[Entries from a pointing dataset]
::::::::::

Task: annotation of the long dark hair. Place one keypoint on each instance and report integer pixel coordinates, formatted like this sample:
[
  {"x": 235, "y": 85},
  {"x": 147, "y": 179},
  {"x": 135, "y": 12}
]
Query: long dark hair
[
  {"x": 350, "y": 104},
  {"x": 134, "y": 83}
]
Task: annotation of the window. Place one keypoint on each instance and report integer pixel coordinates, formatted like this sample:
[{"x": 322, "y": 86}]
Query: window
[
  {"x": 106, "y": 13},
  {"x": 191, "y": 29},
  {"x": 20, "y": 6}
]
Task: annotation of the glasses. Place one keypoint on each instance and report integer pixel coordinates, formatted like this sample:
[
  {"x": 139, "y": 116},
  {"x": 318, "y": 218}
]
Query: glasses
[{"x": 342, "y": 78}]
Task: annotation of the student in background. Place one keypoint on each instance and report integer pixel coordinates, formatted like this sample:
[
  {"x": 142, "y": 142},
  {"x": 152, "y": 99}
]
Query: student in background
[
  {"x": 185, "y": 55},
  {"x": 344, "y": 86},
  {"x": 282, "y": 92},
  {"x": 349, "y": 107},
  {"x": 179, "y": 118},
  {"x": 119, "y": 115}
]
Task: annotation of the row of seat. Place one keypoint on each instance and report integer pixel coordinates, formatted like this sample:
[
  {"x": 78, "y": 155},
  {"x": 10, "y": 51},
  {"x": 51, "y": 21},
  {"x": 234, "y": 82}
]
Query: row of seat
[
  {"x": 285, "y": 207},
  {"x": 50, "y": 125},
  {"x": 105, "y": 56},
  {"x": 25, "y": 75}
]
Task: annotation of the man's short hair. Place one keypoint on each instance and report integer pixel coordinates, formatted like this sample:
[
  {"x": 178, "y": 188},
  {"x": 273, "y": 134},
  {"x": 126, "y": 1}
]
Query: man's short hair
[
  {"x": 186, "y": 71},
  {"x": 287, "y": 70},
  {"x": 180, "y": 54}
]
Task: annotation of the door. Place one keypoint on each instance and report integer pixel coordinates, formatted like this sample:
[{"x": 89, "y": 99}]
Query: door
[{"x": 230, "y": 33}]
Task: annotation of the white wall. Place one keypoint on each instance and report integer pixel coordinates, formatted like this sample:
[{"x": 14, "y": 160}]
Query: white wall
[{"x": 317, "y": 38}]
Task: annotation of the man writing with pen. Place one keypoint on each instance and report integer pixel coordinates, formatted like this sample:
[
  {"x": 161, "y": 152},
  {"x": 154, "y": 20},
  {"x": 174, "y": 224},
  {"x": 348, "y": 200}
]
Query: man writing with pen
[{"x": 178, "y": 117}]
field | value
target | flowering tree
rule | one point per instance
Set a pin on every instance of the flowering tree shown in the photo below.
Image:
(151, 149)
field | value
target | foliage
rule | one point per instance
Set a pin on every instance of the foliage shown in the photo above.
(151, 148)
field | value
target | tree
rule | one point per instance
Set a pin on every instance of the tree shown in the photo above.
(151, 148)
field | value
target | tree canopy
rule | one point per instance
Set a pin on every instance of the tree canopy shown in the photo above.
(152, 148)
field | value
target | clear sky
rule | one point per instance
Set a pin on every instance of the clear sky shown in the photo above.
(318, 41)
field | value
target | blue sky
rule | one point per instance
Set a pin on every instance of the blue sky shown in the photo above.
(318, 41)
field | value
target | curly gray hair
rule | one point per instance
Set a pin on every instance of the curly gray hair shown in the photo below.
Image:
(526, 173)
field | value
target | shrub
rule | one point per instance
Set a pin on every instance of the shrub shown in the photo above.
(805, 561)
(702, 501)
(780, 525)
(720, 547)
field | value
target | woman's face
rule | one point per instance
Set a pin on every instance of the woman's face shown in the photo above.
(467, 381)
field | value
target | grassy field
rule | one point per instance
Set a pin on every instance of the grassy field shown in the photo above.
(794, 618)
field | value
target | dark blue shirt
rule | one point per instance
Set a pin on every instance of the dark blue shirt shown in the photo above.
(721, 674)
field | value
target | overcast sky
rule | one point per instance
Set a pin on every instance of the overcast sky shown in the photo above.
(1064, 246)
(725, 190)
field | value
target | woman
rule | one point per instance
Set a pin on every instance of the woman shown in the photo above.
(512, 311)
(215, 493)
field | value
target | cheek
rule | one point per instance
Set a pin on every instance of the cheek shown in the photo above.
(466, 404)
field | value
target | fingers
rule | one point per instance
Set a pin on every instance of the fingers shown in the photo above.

::::::::::

• **What is required**:
Write out every entry word for word.

• **Exercise result**:
Task: annotation of the long dark hair. Place one keypoint on each instance and report integer pixel coordinates, formatted like this sample:
[
  {"x": 235, "y": 85},
  {"x": 147, "y": 179},
  {"x": 135, "y": 12}
]
Query: long dark hair
[
  {"x": 350, "y": 104},
  {"x": 134, "y": 83}
]
Task: annotation of the window. Place one keypoint on each instance and report integer pixel coordinates, formatted like this sample:
[{"x": 322, "y": 86}]
Query: window
[
  {"x": 106, "y": 13},
  {"x": 191, "y": 29},
  {"x": 20, "y": 6}
]
Task: annotation of the glasses. Place one keypoint on each instance and report integer pixel coordinates, formatted like this sample:
[
  {"x": 139, "y": 116},
  {"x": 318, "y": 218}
]
Query: glasses
[{"x": 342, "y": 78}]
Task: annotation of the student in background. Place one keypoint on each instance and report integer pixel coordinates, formatted like this sample:
[
  {"x": 142, "y": 142},
  {"x": 152, "y": 99}
]
Query: student in background
[
  {"x": 185, "y": 55},
  {"x": 344, "y": 86},
  {"x": 282, "y": 92},
  {"x": 349, "y": 107},
  {"x": 179, "y": 118},
  {"x": 119, "y": 115}
]
Task: annotation of the row of seat. Place one keypoint on each instance and report integer pixel coordinates, formatted like this sample:
[
  {"x": 78, "y": 155},
  {"x": 10, "y": 51},
  {"x": 51, "y": 21},
  {"x": 234, "y": 82}
]
Query: row of seat
[
  {"x": 285, "y": 207},
  {"x": 50, "y": 125},
  {"x": 105, "y": 56},
  {"x": 25, "y": 75}
]
Task: annotation of the man's short hair. Place one keypoint on each instance and report integer pixel coordinates, formatted like this sample:
[
  {"x": 178, "y": 188},
  {"x": 273, "y": 134},
  {"x": 126, "y": 1}
]
Query: man's short hair
[
  {"x": 186, "y": 71},
  {"x": 287, "y": 70},
  {"x": 180, "y": 54}
]
Task: annotation of the door. Place one keypoint on each instance and report integer pixel coordinates, formatted like this sample:
[{"x": 89, "y": 99}]
Query: door
[{"x": 230, "y": 33}]
Task: annotation of the white wall. Place one keypoint on each instance and report integer pixel coordinates, formatted like this sample:
[{"x": 14, "y": 160}]
Query: white wall
[{"x": 317, "y": 38}]
Task: annotation of the man writing with pen. Place one keypoint on each instance and report integer pixel coordinates, formatted like this sample:
[
  {"x": 161, "y": 152},
  {"x": 154, "y": 20},
  {"x": 174, "y": 224},
  {"x": 348, "y": 200}
]
Query: man writing with pen
[{"x": 178, "y": 117}]
field | value
target | flowering tree
rule | one point per instance
Set a pin on every instance of the flowering tree shown in the photo below.
Image:
(151, 149)
field | value
target | foliage
rule | one point per instance
Set a pin on every instance of the foliage shown in the photo above.
(151, 148)
field | value
target | tree
rule | one point per instance
Set a pin on every instance of the tree shown in the photo above.
(151, 148)
field | value
target | tree canopy
rule | one point per instance
Set a pin on every instance of the tree canopy shown in the photo above.
(152, 148)
field | value
target | clear sky
rule | one point per instance
Set a pin on every instance of the clear sky shown in the photo above.
(318, 41)
field | value
target | blue sky
rule | one point per instance
Set a pin on every instance of the blue sky shown in the photo above.
(318, 41)
field | value
target | curly gray hair
rule | one point per instance
Set a pin on every instance of the curly gray hair shown in the photo below.
Image:
(526, 173)
field | value
target | shrub
rule | one point per instance
Set a pin on every instance of the shrub shown in the photo above.
(805, 561)
(702, 501)
(780, 525)
(720, 547)
field | value
target | woman's face
rule | one point per instance
Set a pin on every instance of the woman's face shown in the photo above.
(467, 381)
field | value
target | grassy field
rule | one point per instance
Set a pin on every instance of the grassy field shown in the photo above.
(794, 618)
field | value
target | dark blue shirt
rule | one point per instance
Set a pin on every instance of the dark blue shirt shown in the photo above.
(721, 674)
field | value
target | overcast sky
rule | one point per instance
Set a pin on every instance of the overcast sky shown in the photo above.
(1064, 246)
(725, 190)
field | value
target | woman
rule | one point per instance
Set a pin on every instance of the woman shown in the photo above.
(512, 311)
(215, 493)
field | value
target | cheek
rule | one point per instance
Set a pin on every instance of the cheek shown in the photo above.
(466, 404)
field | value
target | fingers
rule | one point per instance
Set a pin on every instance of the fingers shown in the photo above.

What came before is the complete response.